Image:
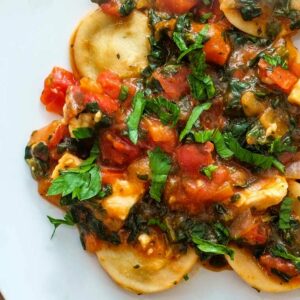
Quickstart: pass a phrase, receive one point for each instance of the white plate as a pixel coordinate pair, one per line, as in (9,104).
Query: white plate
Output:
(34,38)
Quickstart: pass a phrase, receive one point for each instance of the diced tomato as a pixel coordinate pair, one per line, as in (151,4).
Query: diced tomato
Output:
(191,158)
(116,150)
(217,50)
(111,8)
(108,105)
(109,175)
(281,78)
(213,118)
(55,88)
(111,83)
(176,7)
(175,86)
(160,135)
(257,235)
(191,192)
(59,134)
(276,263)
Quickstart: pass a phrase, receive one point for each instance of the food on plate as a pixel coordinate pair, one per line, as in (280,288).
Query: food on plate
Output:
(178,141)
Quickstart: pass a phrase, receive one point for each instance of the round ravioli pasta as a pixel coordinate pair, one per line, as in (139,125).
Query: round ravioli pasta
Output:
(102,42)
(248,268)
(144,274)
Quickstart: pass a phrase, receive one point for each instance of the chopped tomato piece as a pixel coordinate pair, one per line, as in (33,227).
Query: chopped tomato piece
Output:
(111,8)
(217,50)
(191,193)
(213,118)
(107,104)
(176,7)
(257,235)
(191,158)
(160,135)
(175,86)
(55,89)
(109,175)
(276,263)
(281,78)
(111,83)
(116,150)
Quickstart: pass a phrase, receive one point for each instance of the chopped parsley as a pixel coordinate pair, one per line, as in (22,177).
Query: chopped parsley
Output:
(196,113)
(139,104)
(68,220)
(285,214)
(160,165)
(82,183)
(83,133)
(209,170)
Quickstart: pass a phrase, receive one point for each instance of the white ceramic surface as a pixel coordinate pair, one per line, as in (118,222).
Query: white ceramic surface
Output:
—————
◆ **Your goal**:
Once the pictures are removed, output the remaining material exactly.

◆ **Reply**:
Image:
Quickstart: pass a phrase, receive one point for each instance of the white plate as a pixel coordinate pair, one per line, as in (9,104).
Query: white plate
Output:
(34,38)
Quickstart: pass a phrase, receive one point for each instance of the diced tomato as a pixel coordinate pair, one per line, as in (151,4).
Query: diced tomato
Output:
(191,158)
(116,150)
(217,50)
(111,8)
(108,105)
(109,175)
(281,78)
(213,118)
(55,88)
(111,83)
(176,7)
(175,86)
(160,135)
(257,235)
(191,192)
(59,134)
(276,263)
Quickstart: pass a phrase, receive one point for each instance of the food on plate as a pixel coordinate pair, one per line, as in (280,288).
Query: food on plate
Output:
(178,141)
Quickstart: pass a phrase, receive one point for each instance of the round ravioli pasta as a pixel coordinate pair, one per line, as in (139,125).
Query: round ravioli pasta
Output:
(102,42)
(248,268)
(144,274)
Quickstart: pass a phrase, receive one point for each instance of the chopped tomato piece as a pixel coordinate pair, one per line, as in (33,227).
Query: chopped tomato piece
Output:
(111,8)
(217,50)
(191,193)
(213,118)
(107,104)
(176,7)
(257,235)
(191,158)
(160,135)
(175,86)
(55,89)
(109,175)
(276,263)
(281,78)
(111,83)
(116,150)
Quickstart: pass a phrase, receive one point for each instance of the chopped parsley as a pixel coordinate pair, one per line, as in (22,177).
Query: chopped parsley
Output:
(196,113)
(139,104)
(68,220)
(285,214)
(160,165)
(82,183)
(83,133)
(209,170)
Quickstart: pass a phrase, receive one point for each instance of the white ceramic surface as a pixel coordinate pair, one per line, as in (118,222).
Query: white ceramic surface
Output:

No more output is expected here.